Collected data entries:

..........

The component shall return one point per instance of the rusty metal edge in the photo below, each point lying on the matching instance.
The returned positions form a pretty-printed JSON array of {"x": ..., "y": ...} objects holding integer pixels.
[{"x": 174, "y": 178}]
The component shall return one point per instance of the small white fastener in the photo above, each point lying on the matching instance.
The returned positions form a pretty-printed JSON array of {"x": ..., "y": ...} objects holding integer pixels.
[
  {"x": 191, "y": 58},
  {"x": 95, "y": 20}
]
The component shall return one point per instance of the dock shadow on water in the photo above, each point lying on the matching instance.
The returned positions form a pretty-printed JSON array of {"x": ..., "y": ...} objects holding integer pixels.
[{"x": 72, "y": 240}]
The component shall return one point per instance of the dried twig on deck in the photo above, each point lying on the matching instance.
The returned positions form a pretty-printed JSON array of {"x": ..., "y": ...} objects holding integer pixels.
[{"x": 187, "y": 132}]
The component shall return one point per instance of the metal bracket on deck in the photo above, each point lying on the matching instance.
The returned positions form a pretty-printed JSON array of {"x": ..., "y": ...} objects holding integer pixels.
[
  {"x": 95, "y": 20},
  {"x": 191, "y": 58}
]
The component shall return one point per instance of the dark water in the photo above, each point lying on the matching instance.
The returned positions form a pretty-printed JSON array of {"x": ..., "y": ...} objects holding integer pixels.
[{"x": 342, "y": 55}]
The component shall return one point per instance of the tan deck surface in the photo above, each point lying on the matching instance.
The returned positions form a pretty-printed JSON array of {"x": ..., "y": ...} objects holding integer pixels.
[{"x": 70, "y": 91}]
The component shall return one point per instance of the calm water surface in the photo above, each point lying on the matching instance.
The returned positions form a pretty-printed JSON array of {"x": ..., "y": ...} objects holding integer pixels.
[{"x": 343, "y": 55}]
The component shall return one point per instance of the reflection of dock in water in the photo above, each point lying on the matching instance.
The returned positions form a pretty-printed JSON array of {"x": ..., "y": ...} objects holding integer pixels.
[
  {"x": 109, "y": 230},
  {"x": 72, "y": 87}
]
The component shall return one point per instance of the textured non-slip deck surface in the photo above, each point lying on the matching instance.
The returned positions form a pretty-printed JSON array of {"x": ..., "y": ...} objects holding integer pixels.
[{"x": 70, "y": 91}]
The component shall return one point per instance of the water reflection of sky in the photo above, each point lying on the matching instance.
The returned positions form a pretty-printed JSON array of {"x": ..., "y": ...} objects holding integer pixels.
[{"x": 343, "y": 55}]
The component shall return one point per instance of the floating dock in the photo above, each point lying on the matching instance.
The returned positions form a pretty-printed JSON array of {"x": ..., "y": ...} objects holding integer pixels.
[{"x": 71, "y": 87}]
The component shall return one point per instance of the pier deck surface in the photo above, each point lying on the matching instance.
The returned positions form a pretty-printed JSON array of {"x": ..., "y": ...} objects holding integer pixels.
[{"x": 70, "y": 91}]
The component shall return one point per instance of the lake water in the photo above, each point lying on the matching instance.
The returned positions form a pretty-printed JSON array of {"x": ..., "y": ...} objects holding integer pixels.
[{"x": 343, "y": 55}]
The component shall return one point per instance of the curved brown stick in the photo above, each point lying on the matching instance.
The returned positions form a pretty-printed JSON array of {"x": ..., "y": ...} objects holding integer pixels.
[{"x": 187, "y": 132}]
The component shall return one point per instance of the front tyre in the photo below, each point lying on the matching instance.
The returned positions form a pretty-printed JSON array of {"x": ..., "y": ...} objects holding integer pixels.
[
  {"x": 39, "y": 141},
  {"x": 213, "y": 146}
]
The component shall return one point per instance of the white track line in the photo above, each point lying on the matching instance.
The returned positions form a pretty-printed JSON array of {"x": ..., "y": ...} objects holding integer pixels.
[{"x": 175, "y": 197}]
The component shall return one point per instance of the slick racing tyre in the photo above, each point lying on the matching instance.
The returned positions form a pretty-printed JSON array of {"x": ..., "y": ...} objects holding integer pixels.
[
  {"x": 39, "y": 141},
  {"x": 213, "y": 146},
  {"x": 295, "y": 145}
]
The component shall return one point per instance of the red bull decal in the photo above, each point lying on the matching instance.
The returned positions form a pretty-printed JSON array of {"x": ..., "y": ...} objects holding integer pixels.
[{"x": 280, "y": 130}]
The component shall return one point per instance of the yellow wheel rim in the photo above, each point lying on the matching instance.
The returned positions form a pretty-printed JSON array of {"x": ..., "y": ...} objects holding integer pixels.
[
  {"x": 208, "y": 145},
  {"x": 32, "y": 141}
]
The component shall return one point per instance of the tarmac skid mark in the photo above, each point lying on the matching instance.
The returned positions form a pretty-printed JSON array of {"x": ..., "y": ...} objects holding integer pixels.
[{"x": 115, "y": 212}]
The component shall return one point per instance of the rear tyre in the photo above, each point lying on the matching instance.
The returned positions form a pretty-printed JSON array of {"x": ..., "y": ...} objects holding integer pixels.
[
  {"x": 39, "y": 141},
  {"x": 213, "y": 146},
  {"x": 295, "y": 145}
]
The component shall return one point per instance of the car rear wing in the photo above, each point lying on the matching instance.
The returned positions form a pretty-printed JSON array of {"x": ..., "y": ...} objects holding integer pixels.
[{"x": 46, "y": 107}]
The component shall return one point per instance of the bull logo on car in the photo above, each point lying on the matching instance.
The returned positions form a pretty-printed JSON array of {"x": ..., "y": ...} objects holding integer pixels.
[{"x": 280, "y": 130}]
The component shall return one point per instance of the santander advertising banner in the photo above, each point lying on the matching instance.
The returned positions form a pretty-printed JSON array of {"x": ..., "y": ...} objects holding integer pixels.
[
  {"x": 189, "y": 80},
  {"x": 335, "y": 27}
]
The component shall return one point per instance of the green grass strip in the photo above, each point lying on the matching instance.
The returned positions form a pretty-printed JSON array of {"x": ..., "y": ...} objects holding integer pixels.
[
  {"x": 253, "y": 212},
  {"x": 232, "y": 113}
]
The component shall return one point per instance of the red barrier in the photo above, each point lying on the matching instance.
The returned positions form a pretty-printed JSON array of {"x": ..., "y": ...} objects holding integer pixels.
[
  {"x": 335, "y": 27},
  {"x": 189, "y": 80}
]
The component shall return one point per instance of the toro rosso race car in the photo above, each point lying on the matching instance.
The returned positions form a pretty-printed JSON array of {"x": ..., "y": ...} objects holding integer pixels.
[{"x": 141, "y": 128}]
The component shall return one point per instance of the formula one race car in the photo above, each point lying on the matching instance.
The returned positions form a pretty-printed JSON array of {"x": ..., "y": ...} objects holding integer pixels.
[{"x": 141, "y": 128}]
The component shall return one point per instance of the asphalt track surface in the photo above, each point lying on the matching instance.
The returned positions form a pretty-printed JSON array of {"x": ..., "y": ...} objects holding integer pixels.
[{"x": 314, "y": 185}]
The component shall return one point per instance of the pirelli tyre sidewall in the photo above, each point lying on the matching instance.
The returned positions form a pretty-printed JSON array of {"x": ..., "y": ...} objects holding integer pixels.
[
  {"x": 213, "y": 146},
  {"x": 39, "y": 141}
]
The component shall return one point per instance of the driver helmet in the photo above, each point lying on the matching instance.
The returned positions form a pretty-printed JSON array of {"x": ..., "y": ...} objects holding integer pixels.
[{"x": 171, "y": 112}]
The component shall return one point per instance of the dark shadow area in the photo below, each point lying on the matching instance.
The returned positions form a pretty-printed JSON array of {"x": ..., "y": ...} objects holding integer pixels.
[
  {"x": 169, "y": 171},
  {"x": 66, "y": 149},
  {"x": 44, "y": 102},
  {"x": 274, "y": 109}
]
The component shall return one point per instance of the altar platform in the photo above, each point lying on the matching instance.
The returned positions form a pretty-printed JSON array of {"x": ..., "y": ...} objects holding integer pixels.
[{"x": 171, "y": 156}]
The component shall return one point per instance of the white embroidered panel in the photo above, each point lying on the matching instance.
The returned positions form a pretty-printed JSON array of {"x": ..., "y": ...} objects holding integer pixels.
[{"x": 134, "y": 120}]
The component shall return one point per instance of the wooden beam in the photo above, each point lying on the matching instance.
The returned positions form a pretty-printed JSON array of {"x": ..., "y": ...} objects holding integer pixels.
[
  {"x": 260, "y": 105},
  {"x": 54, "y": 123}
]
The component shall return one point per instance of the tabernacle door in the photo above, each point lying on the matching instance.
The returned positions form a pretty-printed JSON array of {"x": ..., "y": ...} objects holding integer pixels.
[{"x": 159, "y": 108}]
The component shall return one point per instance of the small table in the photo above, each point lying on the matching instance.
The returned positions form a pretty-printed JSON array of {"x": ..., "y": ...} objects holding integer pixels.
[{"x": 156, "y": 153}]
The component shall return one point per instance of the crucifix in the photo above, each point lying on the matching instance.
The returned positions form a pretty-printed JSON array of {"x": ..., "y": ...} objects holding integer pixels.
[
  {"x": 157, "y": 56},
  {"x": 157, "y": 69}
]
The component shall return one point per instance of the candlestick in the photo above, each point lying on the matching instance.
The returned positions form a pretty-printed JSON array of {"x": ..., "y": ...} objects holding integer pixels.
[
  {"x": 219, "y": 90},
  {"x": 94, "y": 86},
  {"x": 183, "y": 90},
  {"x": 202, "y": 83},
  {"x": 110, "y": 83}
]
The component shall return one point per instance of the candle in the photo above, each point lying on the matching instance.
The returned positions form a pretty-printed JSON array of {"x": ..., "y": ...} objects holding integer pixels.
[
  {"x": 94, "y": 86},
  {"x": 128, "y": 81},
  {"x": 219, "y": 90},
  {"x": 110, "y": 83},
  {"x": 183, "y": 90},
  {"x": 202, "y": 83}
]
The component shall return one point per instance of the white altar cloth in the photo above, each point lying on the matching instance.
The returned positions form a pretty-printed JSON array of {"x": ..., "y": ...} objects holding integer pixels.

..........

What is required —
Would you output, from the records above, exactly the run of lines that starts at the line containing "The component shall return one point per instance of the pier" and ends at the line containing "the white track", and only that run?

Completed exercise —
The component shall return one point per instance of the pier deck surface in the photo above, each point lying on the matching instance.
The returned positions form a pretty-printed JSON array of {"x": ..., "y": ...} objects holding integer pixels.
[{"x": 70, "y": 91}]
The component shall return one point per instance of the lake water in the photo above, each point lying on the matching instance.
The returned positions form a pretty-printed JSON array of {"x": ..., "y": ...} objects holding integer pixels.
[{"x": 343, "y": 55}]
The component shall return one point per instance of the curved brown stick in the photo above, each point lying on the matching instance.
The returned positions form a pretty-printed JSON array of {"x": ..., "y": ...} objects holding integer pixels.
[{"x": 187, "y": 132}]
The component shall return one point per instance of the front tyre in the photo below, each point lying on the matching instance.
The returned positions form a pretty-printed JSON array of {"x": ..., "y": ...} objects holding integer pixels.
[
  {"x": 39, "y": 141},
  {"x": 213, "y": 146}
]
The component shall return one point per instance of the white track line in the photo above, each point lying on the matching instance.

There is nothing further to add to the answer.